Begin
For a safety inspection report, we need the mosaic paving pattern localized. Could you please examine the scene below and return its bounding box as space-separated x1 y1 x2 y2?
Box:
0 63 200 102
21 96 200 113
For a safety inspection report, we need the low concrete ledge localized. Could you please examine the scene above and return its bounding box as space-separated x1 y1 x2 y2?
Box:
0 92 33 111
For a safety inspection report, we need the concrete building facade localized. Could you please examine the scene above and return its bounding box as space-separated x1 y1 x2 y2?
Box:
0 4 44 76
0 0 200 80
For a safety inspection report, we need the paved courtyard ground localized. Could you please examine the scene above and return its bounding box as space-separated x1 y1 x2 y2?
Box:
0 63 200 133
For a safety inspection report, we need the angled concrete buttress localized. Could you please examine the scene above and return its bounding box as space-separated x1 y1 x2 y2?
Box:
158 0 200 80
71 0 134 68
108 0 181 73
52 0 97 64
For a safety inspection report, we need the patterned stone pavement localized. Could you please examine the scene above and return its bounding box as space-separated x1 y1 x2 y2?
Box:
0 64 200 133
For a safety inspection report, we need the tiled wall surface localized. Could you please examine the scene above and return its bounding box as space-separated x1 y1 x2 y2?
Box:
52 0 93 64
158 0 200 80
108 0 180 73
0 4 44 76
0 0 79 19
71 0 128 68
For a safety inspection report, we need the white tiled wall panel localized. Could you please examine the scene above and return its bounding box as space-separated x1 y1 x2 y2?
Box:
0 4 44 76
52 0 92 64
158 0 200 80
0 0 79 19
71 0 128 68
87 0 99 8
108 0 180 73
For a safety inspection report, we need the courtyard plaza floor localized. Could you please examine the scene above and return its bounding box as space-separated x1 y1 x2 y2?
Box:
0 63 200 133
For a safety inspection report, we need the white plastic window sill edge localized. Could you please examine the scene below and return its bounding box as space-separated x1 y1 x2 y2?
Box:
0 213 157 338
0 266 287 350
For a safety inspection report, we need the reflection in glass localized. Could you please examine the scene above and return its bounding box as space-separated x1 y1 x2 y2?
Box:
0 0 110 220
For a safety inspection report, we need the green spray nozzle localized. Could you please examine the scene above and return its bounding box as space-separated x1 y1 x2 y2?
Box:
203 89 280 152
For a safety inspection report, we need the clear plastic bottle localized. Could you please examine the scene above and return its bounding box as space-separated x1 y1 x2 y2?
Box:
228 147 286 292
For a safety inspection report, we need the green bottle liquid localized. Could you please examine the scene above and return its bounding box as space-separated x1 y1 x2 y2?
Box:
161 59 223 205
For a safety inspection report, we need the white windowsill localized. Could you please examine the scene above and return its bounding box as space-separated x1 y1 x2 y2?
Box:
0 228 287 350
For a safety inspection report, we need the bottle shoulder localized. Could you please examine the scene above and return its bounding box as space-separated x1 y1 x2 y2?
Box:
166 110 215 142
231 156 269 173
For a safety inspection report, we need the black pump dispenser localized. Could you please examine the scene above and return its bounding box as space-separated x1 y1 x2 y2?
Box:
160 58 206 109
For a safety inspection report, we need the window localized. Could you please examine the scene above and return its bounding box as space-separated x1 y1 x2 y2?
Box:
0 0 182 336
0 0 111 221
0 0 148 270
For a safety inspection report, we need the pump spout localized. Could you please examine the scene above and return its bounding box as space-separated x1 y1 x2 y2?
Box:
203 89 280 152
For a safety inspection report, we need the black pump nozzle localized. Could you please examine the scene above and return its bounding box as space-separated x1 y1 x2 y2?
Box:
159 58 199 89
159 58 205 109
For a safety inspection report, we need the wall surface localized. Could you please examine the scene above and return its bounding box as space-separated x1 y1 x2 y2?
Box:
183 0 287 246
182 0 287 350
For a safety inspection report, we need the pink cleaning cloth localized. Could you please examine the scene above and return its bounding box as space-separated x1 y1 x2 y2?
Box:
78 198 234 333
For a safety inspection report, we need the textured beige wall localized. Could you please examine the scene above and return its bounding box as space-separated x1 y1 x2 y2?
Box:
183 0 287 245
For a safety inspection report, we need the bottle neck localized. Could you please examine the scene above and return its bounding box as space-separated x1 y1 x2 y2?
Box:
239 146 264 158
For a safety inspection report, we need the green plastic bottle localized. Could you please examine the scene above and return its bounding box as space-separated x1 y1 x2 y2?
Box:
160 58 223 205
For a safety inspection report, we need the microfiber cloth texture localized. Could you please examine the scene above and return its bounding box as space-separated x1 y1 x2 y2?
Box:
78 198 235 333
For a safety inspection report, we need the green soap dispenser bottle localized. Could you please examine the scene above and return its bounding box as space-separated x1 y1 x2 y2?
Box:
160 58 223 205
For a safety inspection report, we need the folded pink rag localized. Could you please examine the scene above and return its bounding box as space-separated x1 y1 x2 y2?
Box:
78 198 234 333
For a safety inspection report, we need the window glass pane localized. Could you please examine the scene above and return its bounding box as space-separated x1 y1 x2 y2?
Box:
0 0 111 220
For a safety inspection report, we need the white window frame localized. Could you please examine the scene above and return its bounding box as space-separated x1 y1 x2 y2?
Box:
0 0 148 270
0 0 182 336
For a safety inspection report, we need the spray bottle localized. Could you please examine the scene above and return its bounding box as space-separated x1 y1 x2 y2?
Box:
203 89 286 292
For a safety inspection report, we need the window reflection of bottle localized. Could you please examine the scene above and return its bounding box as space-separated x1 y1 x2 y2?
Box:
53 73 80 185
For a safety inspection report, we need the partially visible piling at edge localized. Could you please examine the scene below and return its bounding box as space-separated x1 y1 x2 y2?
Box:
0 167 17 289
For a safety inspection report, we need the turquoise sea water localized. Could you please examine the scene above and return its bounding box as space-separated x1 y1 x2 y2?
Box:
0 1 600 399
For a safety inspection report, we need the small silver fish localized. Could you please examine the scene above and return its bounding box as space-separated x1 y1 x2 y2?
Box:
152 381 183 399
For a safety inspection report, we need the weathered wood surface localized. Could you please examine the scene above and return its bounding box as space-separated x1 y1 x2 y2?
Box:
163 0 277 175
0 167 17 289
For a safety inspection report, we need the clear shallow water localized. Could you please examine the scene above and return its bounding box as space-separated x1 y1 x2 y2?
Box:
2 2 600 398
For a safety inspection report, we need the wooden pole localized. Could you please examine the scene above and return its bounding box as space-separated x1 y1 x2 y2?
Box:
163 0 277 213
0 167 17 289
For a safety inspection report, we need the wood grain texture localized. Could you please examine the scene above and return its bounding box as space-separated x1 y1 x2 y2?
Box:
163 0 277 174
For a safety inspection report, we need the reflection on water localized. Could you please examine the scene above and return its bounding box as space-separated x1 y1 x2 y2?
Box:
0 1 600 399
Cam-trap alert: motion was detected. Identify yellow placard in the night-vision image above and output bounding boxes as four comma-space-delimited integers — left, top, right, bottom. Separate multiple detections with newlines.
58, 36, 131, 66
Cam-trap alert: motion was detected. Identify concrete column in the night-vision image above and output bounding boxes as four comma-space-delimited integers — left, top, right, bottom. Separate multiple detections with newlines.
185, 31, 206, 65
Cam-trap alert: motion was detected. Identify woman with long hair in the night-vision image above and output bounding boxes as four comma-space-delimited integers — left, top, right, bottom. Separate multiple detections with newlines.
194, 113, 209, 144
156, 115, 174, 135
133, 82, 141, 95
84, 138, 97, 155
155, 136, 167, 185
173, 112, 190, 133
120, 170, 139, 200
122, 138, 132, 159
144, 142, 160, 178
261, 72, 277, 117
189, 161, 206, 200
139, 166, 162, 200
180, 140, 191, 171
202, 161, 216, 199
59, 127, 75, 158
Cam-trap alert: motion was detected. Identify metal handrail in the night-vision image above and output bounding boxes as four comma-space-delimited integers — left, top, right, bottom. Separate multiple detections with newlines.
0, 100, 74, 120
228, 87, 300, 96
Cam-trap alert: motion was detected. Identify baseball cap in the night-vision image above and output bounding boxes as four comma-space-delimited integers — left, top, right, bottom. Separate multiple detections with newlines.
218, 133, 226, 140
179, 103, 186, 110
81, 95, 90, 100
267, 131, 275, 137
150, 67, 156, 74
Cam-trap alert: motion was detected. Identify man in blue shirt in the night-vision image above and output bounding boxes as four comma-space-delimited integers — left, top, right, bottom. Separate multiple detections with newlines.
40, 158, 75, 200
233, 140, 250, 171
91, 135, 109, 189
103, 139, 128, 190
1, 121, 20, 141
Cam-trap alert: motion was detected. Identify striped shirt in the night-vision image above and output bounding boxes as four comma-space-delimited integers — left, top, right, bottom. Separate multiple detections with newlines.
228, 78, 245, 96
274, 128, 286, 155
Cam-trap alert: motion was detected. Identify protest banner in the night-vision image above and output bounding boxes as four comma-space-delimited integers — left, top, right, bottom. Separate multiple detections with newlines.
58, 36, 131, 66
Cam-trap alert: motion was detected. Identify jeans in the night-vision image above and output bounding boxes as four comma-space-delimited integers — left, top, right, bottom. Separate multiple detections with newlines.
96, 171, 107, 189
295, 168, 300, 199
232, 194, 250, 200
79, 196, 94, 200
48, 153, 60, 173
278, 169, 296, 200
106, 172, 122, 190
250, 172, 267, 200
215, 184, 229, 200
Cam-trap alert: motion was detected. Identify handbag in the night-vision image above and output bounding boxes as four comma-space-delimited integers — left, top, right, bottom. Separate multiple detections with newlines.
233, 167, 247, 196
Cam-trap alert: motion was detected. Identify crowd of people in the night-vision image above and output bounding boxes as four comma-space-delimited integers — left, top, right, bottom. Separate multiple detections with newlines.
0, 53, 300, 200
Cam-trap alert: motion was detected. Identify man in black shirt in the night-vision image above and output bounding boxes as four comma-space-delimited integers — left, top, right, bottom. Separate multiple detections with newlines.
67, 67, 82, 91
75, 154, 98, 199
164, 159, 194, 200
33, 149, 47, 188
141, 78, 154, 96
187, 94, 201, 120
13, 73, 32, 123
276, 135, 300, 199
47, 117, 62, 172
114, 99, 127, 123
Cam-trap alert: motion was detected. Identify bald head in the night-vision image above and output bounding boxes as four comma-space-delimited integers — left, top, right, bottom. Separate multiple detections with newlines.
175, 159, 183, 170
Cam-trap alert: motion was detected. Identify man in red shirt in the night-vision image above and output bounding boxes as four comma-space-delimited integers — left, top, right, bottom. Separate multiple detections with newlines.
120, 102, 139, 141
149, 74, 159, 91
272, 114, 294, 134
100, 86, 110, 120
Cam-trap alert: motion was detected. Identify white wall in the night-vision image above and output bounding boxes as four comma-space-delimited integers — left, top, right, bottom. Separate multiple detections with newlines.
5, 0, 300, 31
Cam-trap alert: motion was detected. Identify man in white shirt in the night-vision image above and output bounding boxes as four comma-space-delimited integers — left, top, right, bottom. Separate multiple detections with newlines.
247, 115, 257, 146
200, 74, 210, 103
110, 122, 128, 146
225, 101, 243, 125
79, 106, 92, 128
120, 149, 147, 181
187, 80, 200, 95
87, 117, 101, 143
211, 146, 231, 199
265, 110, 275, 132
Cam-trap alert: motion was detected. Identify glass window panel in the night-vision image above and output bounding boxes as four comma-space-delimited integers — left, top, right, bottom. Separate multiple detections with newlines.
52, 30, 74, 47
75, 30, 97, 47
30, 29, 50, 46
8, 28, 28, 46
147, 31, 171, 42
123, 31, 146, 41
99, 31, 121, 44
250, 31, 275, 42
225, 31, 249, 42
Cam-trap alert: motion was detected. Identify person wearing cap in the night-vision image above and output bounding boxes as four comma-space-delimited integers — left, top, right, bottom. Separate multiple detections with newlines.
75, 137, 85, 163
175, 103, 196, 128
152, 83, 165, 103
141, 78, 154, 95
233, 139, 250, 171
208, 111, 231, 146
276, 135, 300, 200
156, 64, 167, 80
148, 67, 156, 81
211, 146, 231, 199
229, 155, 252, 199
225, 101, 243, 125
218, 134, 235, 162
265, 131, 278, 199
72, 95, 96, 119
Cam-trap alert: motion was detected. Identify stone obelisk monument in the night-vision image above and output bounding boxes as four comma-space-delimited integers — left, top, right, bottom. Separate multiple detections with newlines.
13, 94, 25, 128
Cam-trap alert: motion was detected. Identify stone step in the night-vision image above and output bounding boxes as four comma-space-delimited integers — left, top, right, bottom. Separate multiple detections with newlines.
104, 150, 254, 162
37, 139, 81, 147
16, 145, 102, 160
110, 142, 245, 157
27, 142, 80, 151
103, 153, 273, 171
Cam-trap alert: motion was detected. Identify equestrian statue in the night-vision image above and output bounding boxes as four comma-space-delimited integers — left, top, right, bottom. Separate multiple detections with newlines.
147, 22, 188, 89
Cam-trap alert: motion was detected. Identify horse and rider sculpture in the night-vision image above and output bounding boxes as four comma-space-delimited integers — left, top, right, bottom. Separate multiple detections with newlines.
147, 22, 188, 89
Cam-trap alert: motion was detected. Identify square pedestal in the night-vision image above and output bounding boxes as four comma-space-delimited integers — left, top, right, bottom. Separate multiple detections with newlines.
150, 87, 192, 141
End
Can you turn the lines above into a numbered list, starting at the line with "For a safety inspection report, we need the angled" and going up to and including the line with "228 147 286 292", with any blank lines left out?

The result —
1. For a safety inspection report, we need the angled concrete buttress localized. Could you please examine the scene above and return its bounding box as space-separated x1 y1 x2 y2?
2. Box:
3. 158 0 200 80
4. 71 0 134 68
5. 108 0 181 73
6. 52 0 97 64
7. For a safety inspection report, we need the patterned stone pavement localized. Could you please examine the scene above and return its bounding box as space-separated x1 y1 x2 y2?
8. Box:
9. 0 64 200 133
10. For a safety inspection report, we need the tiled wall surface localized. Could you please examine the scene above and return its bounding box as space-separated x1 y1 x2 y2?
11. Box:
12. 52 0 93 64
13. 158 0 200 80
14. 108 0 180 73
15. 0 4 44 76
16. 0 0 79 19
17. 71 0 128 68
18. For a safety inspection report, we need the white tiled wall panel localized. Could you please examine the scene above and return its bounding box as space-separated x1 y1 x2 y2?
19. Box:
20. 0 4 44 76
21. 52 0 92 64
22. 158 0 200 80
23. 0 0 79 19
24. 71 0 128 68
25. 87 0 99 8
26. 108 0 180 73
27. For a safety inspection report, we need the courtyard plaza floor localized. Could you please examine the scene above and return its bounding box as space-separated x1 y1 x2 y2?
28. Box:
29. 0 63 200 133
30. For a safety inspection report, we need the white plastic window sill edge localized. Could you please examine the scene below and return its bounding box as space-separated x1 y1 x2 y2?
31. Box:
32. 0 213 157 338
33. 0 266 287 350
34. For a safety inspection report, we need the reflection in glass localized. Could you please examine the scene above and return its bounding box as space-separated x1 y1 x2 y2?
35. Box:
36. 0 0 110 220
37. For a safety inspection report, we need the green spray nozzle localized. Could you please examine the scene above and return its bounding box as space-separated x1 y1 x2 y2?
38. Box:
39. 203 89 280 152
40. For a safety inspection report, we need the clear plastic bottle localized. Could you please examine the scene above and return its bounding box as space-separated x1 y1 x2 y2?
41. Box:
42. 228 147 286 292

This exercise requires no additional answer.